PROVIDED TEXT:
Hopefully, you already bring your pet into the vet for their annual dental checkup. This act alone can save your furry companion a lot of pain and discomfort over their lifespan. But have you thought about how you can keep your pet’s teeth, mouth and gums happy and healthy all year round? As your local veterinarians in Gilbert, Arizona, we’ve been caring for the dental health of pets in our community with a combined experience of over 40 years. Here are our recommendations for at-home pet dental hygiene to help improve the quality of life for your feline or canine.

Tip 1: Brush Your Pet’s Teeth Daily

You brush your teeth every day. Why would your pet’s needs for oral care be any different? Just like us humans, our pets have plaque and tartar buildup that need to be removed from their teeth, gums and mouth. Daily brushing is one of the most effective ways to accomplish this. If you haven’t yet started a toothbrushing habit with your four-legged friend, check out our recent blog post to learn some tips and techniques for brushing your pet’s teeth.

Tip 2: Provide Your Dog with Safe Dental Chews

Chew toys aren’t just for Fido’s entertainment. His innate desire to chew on things actually has a tremendous purpose in keeping his teeth clean and healthy. If you’ve walked down the dental chew-toy aisle of your local pet store, you’ve probably noticed there are a plethora of options to choose from. But not all dental chews are created equal.

At East Valley Animal Hospital we highly recommend staying away from certain dental chews or chew toys that can easily fracture teeth, impale gums, or if swallowed, obstruct the digestive system. Avoid products such as bones, antlers, sticks or nylon that are hard on teeth and are known to result in fractured teeth and punctured gums. Instead, opt for a chew that is approved by the Veterinary Oral Health Council (VOHC). Such products will have the “VOHC” stamp of approval on them.

REQUIREMENT: Rewrite the pet dental care text starting at "Chew toys aren’t" and ending at "are created equal.", putting "significant" in place of "tremendous".

Data excerpts:

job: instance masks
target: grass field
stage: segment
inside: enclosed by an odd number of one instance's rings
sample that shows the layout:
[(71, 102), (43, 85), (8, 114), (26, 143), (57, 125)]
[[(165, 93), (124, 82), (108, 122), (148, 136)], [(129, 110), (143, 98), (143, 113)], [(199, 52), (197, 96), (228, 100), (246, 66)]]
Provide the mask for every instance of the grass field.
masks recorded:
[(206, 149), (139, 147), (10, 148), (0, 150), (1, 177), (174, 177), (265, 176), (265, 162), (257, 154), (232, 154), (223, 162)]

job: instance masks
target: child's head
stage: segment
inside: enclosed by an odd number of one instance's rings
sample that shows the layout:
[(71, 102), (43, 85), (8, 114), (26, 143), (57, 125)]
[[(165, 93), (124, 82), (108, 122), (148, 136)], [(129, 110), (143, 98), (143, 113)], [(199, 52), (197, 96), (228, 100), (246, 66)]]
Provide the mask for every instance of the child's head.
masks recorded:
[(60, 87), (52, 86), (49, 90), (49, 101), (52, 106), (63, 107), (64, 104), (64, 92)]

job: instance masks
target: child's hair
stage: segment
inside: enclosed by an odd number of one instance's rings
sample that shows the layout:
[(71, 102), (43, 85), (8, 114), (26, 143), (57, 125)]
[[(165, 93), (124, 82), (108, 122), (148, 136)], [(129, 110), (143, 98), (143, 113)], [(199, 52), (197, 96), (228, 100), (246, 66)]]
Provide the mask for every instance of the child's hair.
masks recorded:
...
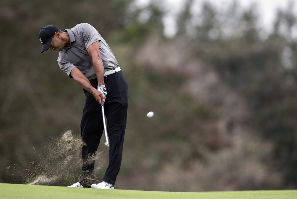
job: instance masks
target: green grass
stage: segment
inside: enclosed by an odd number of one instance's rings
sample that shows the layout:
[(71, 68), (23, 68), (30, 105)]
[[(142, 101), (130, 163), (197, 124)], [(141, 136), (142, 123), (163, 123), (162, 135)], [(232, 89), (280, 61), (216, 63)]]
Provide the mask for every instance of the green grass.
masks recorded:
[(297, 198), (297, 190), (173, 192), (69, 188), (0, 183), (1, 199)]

WRITTEN ANSWER:
Chew toys aren’t just for Fido’s entertainment. His innate desire to chew on things actually has a significant purpose in keeping his teeth clean and healthy. If you’ve walked down the dental chew-toy aisle of your local pet store, you’ve probably noticed there are a plethora of options to choose from. But not all dental chews are created equal.